→ Outline items for labeled areas
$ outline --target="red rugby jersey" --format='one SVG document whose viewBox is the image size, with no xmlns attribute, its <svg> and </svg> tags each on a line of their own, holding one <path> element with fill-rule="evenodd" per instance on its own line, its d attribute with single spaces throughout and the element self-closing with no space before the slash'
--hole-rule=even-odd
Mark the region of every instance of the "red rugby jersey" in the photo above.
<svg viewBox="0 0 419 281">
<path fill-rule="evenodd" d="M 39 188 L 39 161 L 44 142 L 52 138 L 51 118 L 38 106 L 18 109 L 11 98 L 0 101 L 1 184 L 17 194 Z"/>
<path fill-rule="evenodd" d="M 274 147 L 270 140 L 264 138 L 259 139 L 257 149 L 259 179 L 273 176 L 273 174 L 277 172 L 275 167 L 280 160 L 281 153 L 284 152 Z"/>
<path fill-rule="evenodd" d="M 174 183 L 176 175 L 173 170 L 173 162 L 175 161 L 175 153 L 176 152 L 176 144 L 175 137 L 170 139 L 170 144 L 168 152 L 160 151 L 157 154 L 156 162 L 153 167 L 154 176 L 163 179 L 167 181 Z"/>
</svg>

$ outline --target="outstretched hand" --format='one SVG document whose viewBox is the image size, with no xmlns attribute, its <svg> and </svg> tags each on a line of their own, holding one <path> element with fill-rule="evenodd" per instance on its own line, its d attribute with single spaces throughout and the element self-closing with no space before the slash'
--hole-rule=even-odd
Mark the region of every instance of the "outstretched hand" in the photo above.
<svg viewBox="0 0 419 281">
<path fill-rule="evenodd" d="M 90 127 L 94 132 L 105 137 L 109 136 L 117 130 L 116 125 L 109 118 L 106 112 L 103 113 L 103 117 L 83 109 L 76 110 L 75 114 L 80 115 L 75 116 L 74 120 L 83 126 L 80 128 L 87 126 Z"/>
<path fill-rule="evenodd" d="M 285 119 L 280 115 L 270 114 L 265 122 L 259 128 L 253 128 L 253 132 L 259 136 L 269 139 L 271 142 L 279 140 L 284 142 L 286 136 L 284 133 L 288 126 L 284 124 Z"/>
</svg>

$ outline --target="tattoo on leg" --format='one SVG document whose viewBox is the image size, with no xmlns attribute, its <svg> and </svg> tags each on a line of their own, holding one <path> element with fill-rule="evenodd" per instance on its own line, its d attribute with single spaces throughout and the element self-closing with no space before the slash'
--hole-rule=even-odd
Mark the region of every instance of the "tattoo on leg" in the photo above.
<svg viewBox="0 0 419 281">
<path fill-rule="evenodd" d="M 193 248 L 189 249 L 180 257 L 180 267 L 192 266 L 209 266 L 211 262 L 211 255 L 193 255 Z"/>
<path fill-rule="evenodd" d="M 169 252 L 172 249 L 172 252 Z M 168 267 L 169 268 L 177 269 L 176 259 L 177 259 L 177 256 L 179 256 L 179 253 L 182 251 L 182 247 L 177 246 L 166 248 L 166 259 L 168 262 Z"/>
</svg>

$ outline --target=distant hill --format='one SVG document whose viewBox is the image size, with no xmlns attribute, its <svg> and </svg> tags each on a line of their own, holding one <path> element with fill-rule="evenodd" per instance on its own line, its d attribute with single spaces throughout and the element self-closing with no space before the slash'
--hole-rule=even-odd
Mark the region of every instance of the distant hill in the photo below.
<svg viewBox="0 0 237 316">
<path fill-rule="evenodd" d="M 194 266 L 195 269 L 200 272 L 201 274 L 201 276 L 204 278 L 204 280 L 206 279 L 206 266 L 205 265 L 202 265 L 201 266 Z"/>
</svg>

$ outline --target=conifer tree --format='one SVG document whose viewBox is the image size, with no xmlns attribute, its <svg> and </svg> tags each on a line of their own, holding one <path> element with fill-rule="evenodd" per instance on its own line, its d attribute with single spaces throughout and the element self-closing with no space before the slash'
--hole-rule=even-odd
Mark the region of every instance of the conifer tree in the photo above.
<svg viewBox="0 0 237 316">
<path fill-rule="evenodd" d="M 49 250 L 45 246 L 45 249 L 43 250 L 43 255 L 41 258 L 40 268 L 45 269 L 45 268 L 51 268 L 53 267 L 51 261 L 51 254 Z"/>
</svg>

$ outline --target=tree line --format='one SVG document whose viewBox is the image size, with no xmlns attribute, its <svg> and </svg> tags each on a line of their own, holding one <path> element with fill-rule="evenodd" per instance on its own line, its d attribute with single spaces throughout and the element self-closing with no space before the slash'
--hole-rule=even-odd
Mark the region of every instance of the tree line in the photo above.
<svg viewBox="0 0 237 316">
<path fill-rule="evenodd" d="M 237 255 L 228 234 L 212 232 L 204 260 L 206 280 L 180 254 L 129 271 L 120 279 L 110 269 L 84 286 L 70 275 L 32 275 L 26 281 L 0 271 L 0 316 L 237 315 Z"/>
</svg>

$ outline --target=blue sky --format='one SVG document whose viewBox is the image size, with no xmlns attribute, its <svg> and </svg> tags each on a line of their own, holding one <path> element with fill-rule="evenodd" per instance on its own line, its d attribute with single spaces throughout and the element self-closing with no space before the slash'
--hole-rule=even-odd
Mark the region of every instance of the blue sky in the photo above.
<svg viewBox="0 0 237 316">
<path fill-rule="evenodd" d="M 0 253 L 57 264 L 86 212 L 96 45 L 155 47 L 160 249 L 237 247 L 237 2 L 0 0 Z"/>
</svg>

→ Task prompt
Copy all of the rows above verbatim, altering nothing.

→ Expected output
$ outline --target="red rugby jersey" --format='one SVG document whose viewBox is the image size, with no xmlns attribute, its <svg> and </svg> tags each on a line of their own, holding one <path> element with fill-rule="evenodd" per instance on its own line, its d attribute with single spaces throughout and the element self-closing with no space before the slash'
--hole-rule=even-odd
Mark the region of every instance of the "red rugby jersey" in the photo above.
<svg viewBox="0 0 419 281">
<path fill-rule="evenodd" d="M 39 188 L 39 161 L 44 142 L 52 138 L 51 118 L 38 106 L 18 109 L 11 98 L 0 101 L 1 184 L 17 194 Z"/>
<path fill-rule="evenodd" d="M 274 147 L 270 140 L 264 138 L 259 139 L 257 149 L 259 179 L 273 176 L 273 174 L 277 172 L 275 167 L 280 160 L 281 153 L 284 152 Z"/>
<path fill-rule="evenodd" d="M 174 183 L 176 175 L 173 170 L 173 162 L 175 161 L 175 153 L 176 152 L 176 144 L 175 137 L 170 139 L 170 144 L 168 152 L 160 151 L 157 154 L 156 162 L 153 167 L 154 176 L 163 179 L 167 181 Z"/>
</svg>

$ outline --target="outstretched hand" --format='one SVG document whose viewBox is the image size, with no xmlns attribute, its <svg> and </svg> tags each on a line of their own, holding one <path> element with fill-rule="evenodd" per instance on its own line, its d attribute with single spaces throughout and the element self-closing with no space before the slash'
--hole-rule=even-odd
Mark the region of every instance of the "outstretched hand" in the photo above.
<svg viewBox="0 0 419 281">
<path fill-rule="evenodd" d="M 90 127 L 94 132 L 105 137 L 109 136 L 117 130 L 116 125 L 109 118 L 106 112 L 103 113 L 103 117 L 83 109 L 76 110 L 75 114 L 80 115 L 75 116 L 74 120 L 83 126 L 80 128 L 87 126 Z"/>
<path fill-rule="evenodd" d="M 285 119 L 280 115 L 270 114 L 265 122 L 259 128 L 253 128 L 253 132 L 259 136 L 269 139 L 271 142 L 279 140 L 284 142 L 286 136 L 284 133 L 288 126 L 284 124 Z"/>
</svg>

$ outline --target="tattoo on leg" --format='one SVG document whose viewBox is the image size, with no xmlns attribute, its <svg> and </svg> tags each on a line of their own, holding one <path> element with fill-rule="evenodd" per instance on its own line, its d attribute with single spaces throughout and the element self-closing with no space before the slash'
--hole-rule=even-odd
Mark the region of every instance of the "tattoo on leg" in the photo above.
<svg viewBox="0 0 419 281">
<path fill-rule="evenodd" d="M 193 248 L 189 249 L 180 257 L 180 267 L 192 266 L 209 266 L 211 262 L 211 255 L 193 255 Z"/>
<path fill-rule="evenodd" d="M 169 252 L 172 249 L 172 252 Z M 168 267 L 169 268 L 177 269 L 176 259 L 177 259 L 177 256 L 179 256 L 179 253 L 182 251 L 182 247 L 177 246 L 166 248 L 166 259 L 168 262 Z"/>
</svg>

$ outline --target=distant hill --format='one SVG document whose viewBox is the image size, with no xmlns attribute, its <svg> and </svg> tags each on a line of their own, holding one <path> element with fill-rule="evenodd" per instance on its own line, its d attribute with single spaces throughout and the element self-closing with no space before the slash'
--hole-rule=even-odd
Mark the region of every instance of the distant hill in the photo below.
<svg viewBox="0 0 237 316">
<path fill-rule="evenodd" d="M 194 266 L 195 269 L 200 272 L 201 274 L 201 276 L 204 278 L 204 280 L 206 279 L 206 266 L 205 265 L 202 265 L 201 266 Z"/>
</svg>

$ outline --target=conifer tree --format='one SVG document whose viewBox is the image size, with no xmlns attribute, its <svg> and </svg> tags each on a line of their own, holding one <path> element with fill-rule="evenodd" per instance on its own line, its d attribute with single spaces throughout and the element self-closing with no space before the slash'
--hole-rule=even-odd
Mark the region of every instance of the conifer tree in the photo above.
<svg viewBox="0 0 237 316">
<path fill-rule="evenodd" d="M 49 250 L 45 246 L 45 249 L 43 250 L 43 255 L 41 258 L 40 268 L 45 269 L 45 268 L 51 268 L 53 267 L 51 261 L 51 254 Z"/>
</svg>

$ outline --target=tree line --format='one SVG document whose viewBox is the image size, with no xmlns attribute, its <svg> and </svg> tags each on a line of their own, holding one <path> element with fill-rule="evenodd" per instance on its own line, its d attribute with single spaces throughout and the element self-closing with no space before the slash'
--hole-rule=even-odd
Mark the region of every instance of the tree line in the photo above.
<svg viewBox="0 0 237 316">
<path fill-rule="evenodd" d="M 237 255 L 228 234 L 212 232 L 204 260 L 206 280 L 180 254 L 129 271 L 120 279 L 110 269 L 84 286 L 70 275 L 32 275 L 26 281 L 0 271 L 0 316 L 237 315 Z"/>
</svg>

$ outline --target=blue sky --format='one SVG document whose viewBox is the image size, with no xmlns attribute, its <svg> and </svg> tags each on a line of their own, holding one <path> element with fill-rule="evenodd" per instance on its own line, its d attribute with single spaces throughout and the element self-closing with no space before the slash'
--hole-rule=even-odd
Mark the region of every instance of the blue sky in the photo above.
<svg viewBox="0 0 237 316">
<path fill-rule="evenodd" d="M 0 253 L 57 264 L 86 212 L 96 45 L 155 47 L 160 249 L 237 247 L 237 2 L 0 0 Z"/>
</svg>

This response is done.